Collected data
-- Opening Marker --
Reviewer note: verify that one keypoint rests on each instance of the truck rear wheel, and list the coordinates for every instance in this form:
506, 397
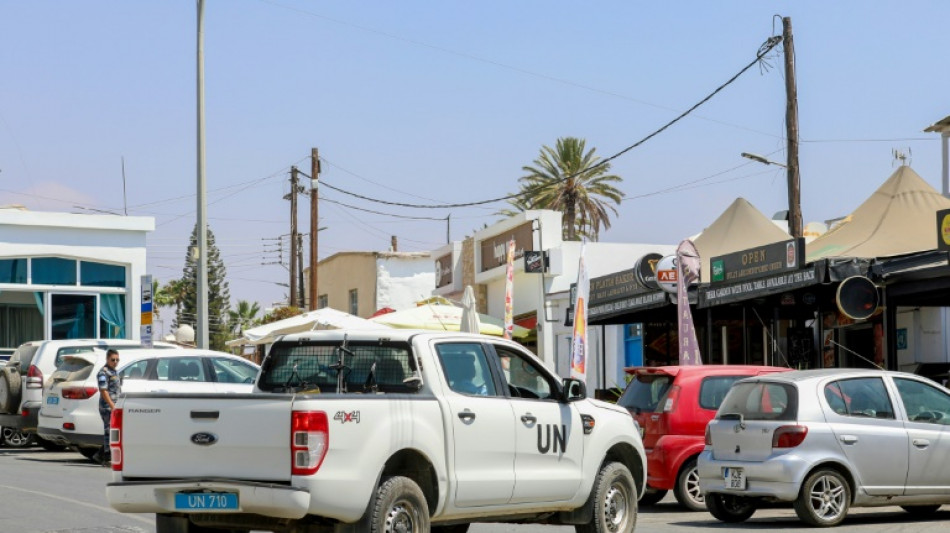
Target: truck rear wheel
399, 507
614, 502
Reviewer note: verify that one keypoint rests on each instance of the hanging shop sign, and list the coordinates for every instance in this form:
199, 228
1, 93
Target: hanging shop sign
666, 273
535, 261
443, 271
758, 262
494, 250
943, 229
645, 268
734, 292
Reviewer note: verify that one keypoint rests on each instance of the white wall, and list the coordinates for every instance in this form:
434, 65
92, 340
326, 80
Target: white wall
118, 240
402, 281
-- Closing Marker --
-- Opening Marker --
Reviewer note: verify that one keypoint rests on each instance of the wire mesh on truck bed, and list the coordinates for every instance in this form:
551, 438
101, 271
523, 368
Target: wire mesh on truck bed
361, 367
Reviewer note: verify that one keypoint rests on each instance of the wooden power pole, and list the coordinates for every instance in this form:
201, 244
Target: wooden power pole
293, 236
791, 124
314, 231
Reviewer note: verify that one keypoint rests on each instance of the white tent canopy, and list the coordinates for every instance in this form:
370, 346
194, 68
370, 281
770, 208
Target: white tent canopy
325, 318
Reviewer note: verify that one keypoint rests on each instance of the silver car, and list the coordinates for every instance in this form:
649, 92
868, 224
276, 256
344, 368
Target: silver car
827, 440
-- Closing Marker --
▶ [Task to carry out]:
Only one number is wanted: how many lines in the records above contain the string "form".

▶ [Output of the task]:
7